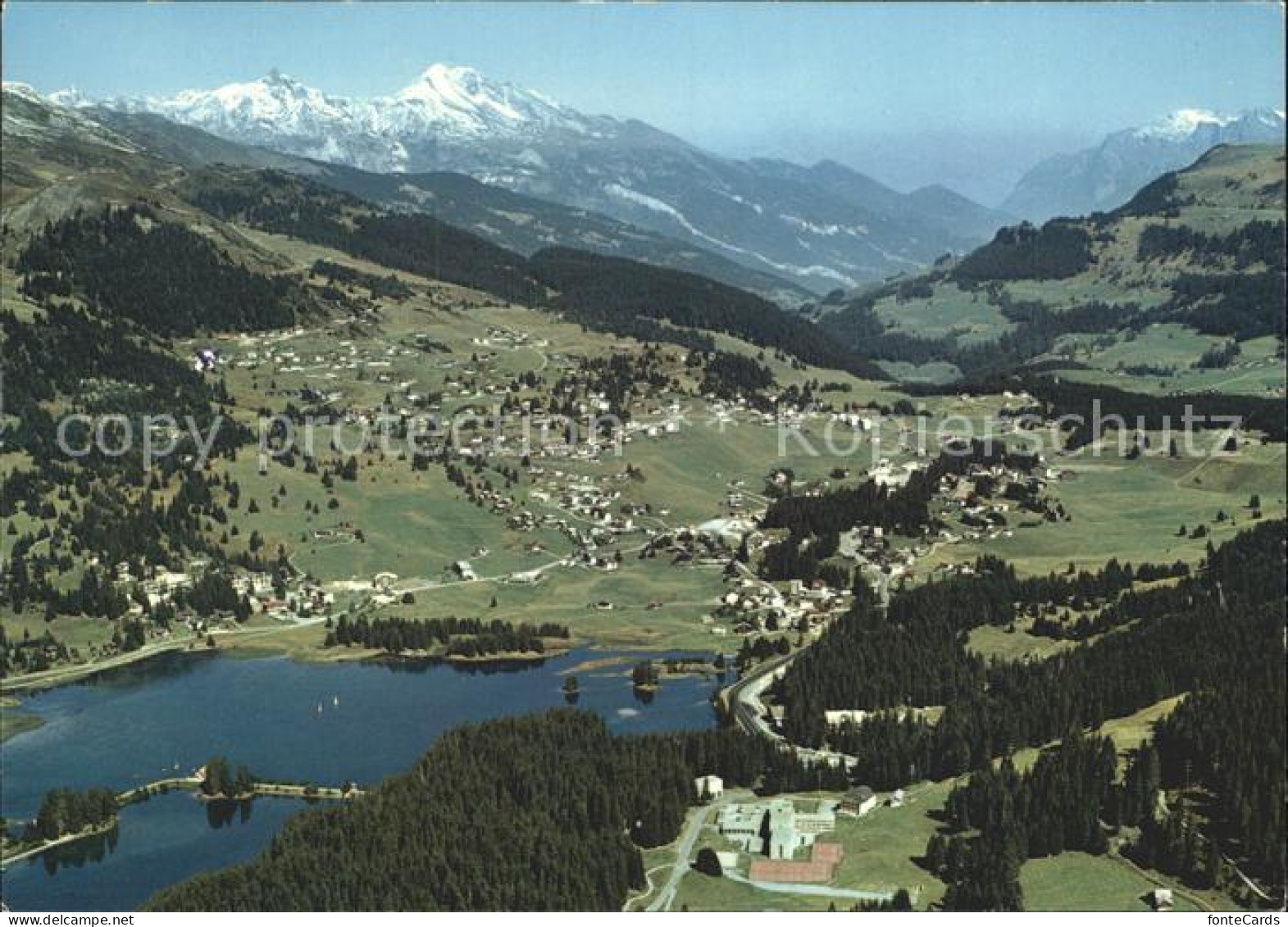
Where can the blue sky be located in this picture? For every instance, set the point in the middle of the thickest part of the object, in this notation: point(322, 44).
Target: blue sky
point(967, 94)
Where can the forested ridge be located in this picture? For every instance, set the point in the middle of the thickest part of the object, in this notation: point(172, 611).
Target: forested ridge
point(128, 263)
point(539, 812)
point(627, 298)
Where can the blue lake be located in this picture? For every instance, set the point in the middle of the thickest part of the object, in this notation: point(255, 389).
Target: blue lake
point(293, 721)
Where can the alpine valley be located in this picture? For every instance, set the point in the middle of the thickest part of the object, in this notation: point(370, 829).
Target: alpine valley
point(453, 501)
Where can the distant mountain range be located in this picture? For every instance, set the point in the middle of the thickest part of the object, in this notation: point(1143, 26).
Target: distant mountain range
point(1107, 175)
point(819, 227)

○ ○ ○

• [Task to complete]: All of the lines above must be printed again exactly, and no picture may appear in the copy.

• [Answer space]:
Where can the blue sky be located in this picture? For every instance, set the point in the middle of the thickest part of the object, in this notation: point(322, 44).
Target: blue sky
point(967, 94)
Where can the forested ridge be located in this picture? For every instance, set the point in the middle of the thickest part of the object, in this notation: point(172, 611).
Target: forested ridge
point(128, 263)
point(539, 812)
point(627, 298)
Where can the blue lake be located in this picture? For every instance, set the point in the middle of the thickest part of the object, in this notation: point(255, 389).
Target: blue lake
point(293, 721)
Where can the alpine valley be located in this picture? For every instance, set the point in the middle of the thickest part of the object, in this notation: point(370, 829).
Target: alpine valley
point(453, 501)
Where can the distant mountain range be located in this picture? For every instance, set the point in the middle of the thickest part of the object, in this notation: point(1143, 26).
Target: distant mountain range
point(1107, 175)
point(819, 227)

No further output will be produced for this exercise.